§ **Task to complete**
Answer with a number only: how many lines of the data contain "spire"?
***
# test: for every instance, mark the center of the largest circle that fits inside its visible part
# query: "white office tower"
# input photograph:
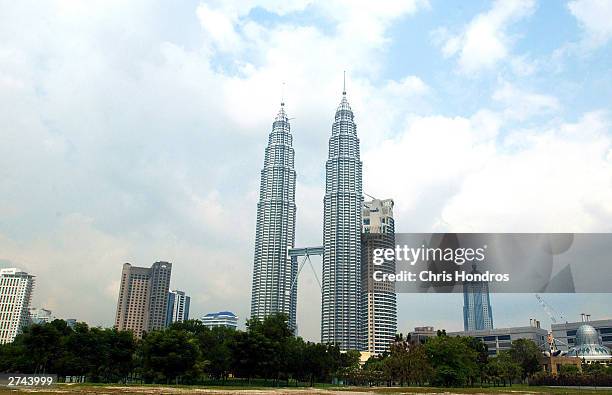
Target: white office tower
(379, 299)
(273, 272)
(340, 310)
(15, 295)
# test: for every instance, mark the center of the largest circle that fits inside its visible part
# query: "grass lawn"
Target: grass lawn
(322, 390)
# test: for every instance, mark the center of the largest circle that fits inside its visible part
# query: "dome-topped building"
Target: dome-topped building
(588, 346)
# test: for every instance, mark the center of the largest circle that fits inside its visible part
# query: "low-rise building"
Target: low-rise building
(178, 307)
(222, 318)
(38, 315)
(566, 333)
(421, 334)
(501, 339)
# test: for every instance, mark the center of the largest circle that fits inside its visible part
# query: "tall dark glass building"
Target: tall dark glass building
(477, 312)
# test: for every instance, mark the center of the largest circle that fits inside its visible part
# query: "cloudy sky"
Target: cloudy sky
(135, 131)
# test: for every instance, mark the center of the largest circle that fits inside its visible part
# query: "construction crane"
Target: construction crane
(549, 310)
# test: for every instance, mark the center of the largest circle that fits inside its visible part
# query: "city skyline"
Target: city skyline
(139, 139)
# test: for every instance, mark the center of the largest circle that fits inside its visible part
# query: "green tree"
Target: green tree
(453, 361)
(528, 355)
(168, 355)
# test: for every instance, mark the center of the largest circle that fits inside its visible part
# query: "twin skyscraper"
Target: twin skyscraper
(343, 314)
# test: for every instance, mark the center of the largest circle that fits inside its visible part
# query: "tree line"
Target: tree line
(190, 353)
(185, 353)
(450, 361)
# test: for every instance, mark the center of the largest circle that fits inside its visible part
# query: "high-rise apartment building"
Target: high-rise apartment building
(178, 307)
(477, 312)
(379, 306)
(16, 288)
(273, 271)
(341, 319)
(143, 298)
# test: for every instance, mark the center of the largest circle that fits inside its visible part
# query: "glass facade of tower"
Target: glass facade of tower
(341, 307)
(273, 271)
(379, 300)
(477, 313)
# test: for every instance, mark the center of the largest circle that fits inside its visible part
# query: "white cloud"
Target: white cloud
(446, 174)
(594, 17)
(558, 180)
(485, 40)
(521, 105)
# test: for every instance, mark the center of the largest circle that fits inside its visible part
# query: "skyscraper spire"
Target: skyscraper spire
***
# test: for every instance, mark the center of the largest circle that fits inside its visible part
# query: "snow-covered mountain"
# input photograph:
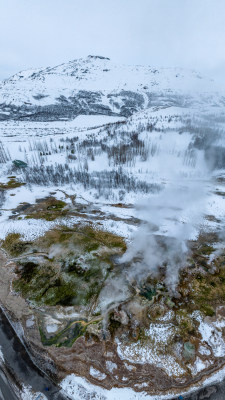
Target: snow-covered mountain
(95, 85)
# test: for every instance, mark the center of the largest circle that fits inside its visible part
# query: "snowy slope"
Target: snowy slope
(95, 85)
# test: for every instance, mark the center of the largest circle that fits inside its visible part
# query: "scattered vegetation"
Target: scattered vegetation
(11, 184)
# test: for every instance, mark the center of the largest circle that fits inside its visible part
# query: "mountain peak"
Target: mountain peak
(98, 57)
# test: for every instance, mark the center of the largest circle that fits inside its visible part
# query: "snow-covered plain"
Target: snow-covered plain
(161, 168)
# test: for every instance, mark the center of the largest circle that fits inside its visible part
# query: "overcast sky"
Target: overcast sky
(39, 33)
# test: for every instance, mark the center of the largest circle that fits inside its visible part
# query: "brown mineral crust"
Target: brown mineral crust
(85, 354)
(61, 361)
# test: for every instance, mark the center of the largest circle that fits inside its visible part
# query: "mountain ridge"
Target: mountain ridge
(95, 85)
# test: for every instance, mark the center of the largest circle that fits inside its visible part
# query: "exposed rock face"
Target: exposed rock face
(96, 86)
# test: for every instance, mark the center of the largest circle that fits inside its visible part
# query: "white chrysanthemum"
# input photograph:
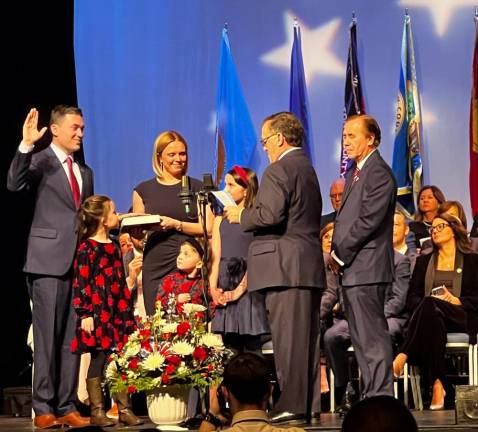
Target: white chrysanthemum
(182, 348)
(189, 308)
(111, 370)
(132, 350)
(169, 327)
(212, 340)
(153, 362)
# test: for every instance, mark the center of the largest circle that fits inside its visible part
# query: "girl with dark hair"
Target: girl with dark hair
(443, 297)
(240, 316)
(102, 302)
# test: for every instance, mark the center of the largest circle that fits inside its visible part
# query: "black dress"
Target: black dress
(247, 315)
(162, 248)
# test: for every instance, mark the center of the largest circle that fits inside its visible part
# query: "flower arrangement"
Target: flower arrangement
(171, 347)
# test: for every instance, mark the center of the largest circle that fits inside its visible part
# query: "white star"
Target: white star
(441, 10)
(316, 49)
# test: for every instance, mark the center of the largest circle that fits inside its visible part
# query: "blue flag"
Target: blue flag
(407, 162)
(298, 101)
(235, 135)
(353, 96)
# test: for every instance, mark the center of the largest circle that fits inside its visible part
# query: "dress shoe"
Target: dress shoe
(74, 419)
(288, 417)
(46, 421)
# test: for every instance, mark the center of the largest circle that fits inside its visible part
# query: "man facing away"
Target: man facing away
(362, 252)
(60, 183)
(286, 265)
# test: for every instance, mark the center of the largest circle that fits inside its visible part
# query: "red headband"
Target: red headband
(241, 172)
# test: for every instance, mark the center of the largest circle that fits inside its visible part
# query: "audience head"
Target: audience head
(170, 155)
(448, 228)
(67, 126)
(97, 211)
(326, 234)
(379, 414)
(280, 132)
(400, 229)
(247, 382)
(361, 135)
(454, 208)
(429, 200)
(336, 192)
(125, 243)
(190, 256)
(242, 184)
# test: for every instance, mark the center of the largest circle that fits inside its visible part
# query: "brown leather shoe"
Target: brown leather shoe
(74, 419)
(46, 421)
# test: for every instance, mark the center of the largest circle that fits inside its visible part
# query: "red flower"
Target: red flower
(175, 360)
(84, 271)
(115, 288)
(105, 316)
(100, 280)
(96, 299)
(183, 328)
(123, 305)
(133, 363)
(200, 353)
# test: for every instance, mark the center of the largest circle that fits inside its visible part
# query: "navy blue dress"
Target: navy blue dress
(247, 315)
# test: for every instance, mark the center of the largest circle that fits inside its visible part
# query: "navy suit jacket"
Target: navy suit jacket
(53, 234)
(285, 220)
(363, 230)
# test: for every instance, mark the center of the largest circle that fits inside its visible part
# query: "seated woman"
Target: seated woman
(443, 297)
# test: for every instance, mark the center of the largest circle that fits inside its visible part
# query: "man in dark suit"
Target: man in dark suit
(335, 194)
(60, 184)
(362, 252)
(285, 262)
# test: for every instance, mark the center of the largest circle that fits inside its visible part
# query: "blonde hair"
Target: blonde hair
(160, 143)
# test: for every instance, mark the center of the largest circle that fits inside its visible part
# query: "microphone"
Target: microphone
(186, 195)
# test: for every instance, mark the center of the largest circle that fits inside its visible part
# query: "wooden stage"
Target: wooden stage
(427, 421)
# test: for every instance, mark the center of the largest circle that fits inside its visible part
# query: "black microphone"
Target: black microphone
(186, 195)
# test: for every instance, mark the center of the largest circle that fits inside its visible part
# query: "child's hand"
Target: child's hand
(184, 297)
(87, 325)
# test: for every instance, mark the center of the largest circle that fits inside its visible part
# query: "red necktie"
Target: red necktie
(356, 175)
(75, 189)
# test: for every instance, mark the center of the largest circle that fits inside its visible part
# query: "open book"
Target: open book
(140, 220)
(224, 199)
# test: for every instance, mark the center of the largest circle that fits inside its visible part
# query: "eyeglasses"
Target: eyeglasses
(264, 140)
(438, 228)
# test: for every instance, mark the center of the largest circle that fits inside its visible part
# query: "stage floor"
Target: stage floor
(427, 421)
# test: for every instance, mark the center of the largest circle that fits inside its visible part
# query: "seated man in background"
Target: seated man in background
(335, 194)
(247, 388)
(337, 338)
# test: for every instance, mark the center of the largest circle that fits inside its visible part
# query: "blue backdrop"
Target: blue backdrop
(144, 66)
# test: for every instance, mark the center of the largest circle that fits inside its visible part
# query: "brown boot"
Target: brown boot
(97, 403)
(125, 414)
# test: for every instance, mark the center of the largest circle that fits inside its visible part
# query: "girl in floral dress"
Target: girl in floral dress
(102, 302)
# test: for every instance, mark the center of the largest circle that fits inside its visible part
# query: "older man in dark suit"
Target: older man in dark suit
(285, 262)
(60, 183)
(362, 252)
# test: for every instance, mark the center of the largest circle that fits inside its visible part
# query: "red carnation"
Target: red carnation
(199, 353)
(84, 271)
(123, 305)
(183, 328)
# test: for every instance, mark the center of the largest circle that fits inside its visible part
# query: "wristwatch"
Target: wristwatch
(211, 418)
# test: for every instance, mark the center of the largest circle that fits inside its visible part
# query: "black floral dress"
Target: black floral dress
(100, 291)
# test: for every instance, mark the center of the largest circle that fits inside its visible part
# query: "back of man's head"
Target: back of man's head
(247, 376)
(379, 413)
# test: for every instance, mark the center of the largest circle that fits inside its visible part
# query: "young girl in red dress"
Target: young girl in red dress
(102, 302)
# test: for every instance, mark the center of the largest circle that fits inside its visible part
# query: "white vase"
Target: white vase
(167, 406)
***
§ **Written answer**
2